● Aufgabenstellung:
Knüpfen Sie an den letzten Satz des Textes über die Möglichkeiten nach einer erfolglosen Revision im Strafrecht an und führen Sie ihn weiter.

=== Ausgangstext ===

Derartige Anfragen bekomme ich häufig. Denn im Strafrecht ist die Revision meist das letzte Rechtsmittel des Fachrechtswegs, das einem zur Verfügung steht. Und im Gegensatz zum Zivilrecht, zum Familienrecht oder zum Verwaltungsrecht steht die Revision fast immer zur Verfügung und bedarf keiner besonderen Zulassung.

Wenn aber die Revision erfolglos war, ist der Rechtsweg beendet und das Urteil rechtskräftig. Der Richterspruch ist dann vollstreckbar, eine Geldstrafe muss bezahlt werden, die Bewährungszeit beginnt, eine Freiheitsstrafe muss zeitnah angetreten werden oder man wird von der Untersuchungshaft in die Strafhaft verlegt.

Das hört sich sehr endgültig an und ist es in gewisser Hinsicht auch. Völlig rechtlos ist man aber auch dann nicht. Daher stellt sich die Frage, was man nach der Revisionsinstanz noch machen kann. Dieser Artikel soll einen Überblick über die Möglichkeiten geben.


Erneute Revision

Gelegentlich hört man die Frage: „Wie oft kann man Revision einlegen?“ Hier muss man leider sagen, dass die Revision nur ein einziges Mal zur Verfügung steht.

Man kann die Revision also nicht noch einmal einlegen, auch dann nicht, wenn man eine andere Begründung mit neuen Argumenten verfasst. Es gibt auch keine Revision gegen die Revisionsentscheidung. Bei kleineren und mittleren Delikten, die in erster Instanz beim Amtsgericht verhandelt wurden, führt der Rechtsweg nur bis zum Oberlandesgericht, man kommt also nicht zum Bundesgerichtshof.

=== Daten ===

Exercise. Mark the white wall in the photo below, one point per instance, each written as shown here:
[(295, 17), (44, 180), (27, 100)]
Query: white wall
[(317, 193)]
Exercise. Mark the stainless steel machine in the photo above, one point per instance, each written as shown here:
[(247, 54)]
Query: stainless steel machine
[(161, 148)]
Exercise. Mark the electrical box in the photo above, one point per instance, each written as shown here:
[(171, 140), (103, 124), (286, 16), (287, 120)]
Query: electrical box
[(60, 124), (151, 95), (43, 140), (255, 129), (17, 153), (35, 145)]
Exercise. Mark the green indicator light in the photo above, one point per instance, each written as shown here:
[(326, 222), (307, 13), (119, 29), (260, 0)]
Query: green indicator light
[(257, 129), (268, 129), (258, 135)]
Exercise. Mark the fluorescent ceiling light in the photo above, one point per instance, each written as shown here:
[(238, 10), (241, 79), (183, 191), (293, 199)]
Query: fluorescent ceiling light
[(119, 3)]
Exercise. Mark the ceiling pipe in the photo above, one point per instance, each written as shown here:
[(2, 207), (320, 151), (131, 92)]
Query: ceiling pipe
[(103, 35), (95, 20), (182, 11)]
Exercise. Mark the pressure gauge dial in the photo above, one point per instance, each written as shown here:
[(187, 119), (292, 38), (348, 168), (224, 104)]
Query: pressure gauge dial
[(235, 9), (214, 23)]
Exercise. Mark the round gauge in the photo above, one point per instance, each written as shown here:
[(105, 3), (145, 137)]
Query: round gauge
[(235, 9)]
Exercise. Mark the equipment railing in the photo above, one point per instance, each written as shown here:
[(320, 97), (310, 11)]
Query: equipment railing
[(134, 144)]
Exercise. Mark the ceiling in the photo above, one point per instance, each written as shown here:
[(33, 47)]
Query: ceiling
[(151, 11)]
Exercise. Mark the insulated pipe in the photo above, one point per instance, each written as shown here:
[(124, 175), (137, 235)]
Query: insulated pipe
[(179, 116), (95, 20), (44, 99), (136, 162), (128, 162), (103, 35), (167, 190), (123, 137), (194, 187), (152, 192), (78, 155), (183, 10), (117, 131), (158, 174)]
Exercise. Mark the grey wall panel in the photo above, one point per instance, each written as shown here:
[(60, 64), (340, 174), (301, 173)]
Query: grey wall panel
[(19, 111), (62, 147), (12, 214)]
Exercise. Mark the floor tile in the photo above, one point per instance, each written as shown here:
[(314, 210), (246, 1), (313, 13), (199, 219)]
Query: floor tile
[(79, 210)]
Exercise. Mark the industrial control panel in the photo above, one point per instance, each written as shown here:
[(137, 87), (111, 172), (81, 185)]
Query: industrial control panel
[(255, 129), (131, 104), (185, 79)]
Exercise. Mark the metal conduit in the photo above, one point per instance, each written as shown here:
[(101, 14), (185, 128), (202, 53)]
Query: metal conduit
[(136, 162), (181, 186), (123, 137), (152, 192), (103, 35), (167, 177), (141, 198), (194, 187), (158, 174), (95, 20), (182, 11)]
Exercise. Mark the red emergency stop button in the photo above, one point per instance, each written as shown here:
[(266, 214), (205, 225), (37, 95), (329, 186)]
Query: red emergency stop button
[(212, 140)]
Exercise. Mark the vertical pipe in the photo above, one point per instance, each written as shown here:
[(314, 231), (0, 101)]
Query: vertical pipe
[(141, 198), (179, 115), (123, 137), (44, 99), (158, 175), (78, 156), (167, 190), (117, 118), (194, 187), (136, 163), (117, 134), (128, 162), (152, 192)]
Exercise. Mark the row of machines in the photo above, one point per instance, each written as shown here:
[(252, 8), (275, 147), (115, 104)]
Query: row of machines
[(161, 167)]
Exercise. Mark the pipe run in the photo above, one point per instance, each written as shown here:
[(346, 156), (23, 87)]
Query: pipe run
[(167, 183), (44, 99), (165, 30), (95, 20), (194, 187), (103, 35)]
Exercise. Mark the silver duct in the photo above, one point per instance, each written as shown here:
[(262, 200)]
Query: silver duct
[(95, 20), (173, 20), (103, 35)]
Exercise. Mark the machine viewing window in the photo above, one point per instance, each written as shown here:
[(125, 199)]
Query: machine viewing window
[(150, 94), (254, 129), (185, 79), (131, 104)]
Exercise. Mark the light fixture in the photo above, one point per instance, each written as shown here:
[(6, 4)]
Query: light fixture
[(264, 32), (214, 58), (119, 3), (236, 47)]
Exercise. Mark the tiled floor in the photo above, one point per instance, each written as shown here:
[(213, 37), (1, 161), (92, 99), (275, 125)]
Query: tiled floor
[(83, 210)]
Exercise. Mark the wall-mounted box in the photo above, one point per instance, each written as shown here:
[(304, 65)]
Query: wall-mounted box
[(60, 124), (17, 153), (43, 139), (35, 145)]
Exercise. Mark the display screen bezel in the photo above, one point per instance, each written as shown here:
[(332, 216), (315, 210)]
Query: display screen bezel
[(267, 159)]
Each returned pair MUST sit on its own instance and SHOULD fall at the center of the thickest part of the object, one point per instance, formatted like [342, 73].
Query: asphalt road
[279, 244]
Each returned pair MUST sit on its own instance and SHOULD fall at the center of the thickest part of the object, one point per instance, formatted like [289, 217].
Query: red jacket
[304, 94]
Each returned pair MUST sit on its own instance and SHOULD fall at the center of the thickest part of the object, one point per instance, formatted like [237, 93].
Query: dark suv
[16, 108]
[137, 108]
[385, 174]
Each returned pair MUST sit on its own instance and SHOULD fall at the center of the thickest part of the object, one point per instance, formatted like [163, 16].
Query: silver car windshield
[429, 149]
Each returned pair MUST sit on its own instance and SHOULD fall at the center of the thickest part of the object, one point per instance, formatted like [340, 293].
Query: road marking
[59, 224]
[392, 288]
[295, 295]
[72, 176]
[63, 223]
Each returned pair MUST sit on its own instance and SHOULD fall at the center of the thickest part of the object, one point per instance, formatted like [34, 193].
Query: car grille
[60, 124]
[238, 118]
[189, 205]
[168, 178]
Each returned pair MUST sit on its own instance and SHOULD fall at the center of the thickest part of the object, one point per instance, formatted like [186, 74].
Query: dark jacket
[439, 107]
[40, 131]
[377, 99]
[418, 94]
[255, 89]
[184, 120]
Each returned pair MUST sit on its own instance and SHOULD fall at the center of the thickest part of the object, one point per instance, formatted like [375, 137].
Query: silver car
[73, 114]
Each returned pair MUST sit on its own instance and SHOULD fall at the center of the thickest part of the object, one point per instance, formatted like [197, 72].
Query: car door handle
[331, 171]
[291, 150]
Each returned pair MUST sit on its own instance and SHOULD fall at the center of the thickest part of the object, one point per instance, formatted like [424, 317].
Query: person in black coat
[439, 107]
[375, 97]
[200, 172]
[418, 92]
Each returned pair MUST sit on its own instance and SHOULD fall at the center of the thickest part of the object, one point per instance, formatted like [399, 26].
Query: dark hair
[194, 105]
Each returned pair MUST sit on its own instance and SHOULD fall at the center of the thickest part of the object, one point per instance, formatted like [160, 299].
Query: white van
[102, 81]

===

● Lösung:
Eine erneute Revision ist somit nicht zulässig.


Anhörungsrüge

Die Anhörungsrüge ist ein relativ neues Rechtsmittel, das Verletzungen des rechtlichen Gehörs beseitigen soll. Hat das letzte in der Sache tätige Gericht dem Angeklagten nicht richtig „zugehört“, also seine Argumente nicht beachtet, kann es im Rahmen der Anhörungsrüge das Verfahren fortsetzen, um nun alles vollständig zu erfassen.

Da im Strafrecht, siehe oben, die letzte Instanz fast immer das Revisionsgericht ist, ist die Anhörungsrüge kaum erfolgversprechend. Denn in der Revision erfolgt nur eine rechtliche Überprüfung, die von den Parteien durch Schriftsätze begründet wird. Es gibt keinen mündlichen Vortrag, keine Beweisanträge werden abgelehnt o.ä. Hier kann kaum etwas übersehen werden – und wenn man der Meinung ist, dass sich das Gericht nicht für einzelne Aspekte interessiert hat, kann man es wenigstens nicht nachweisen.

Anhörungsrügen sind im Strafrecht so gut wie nie erfolgreich.


Gegenvorstellung

Die Gegenvorstellung ist eine außerordentliche Stellungnahme nach Abschluss des Verfahrens, die gesetzlich nicht geregelt ist. Dabei wird das Gericht aufgefordert, seine Entscheidung nochmal zu überdenken. Als es noch keine Anhörungsrüge gab, diente die Gegenvorstellung meist zur Behebung von Gehörsverletzungen.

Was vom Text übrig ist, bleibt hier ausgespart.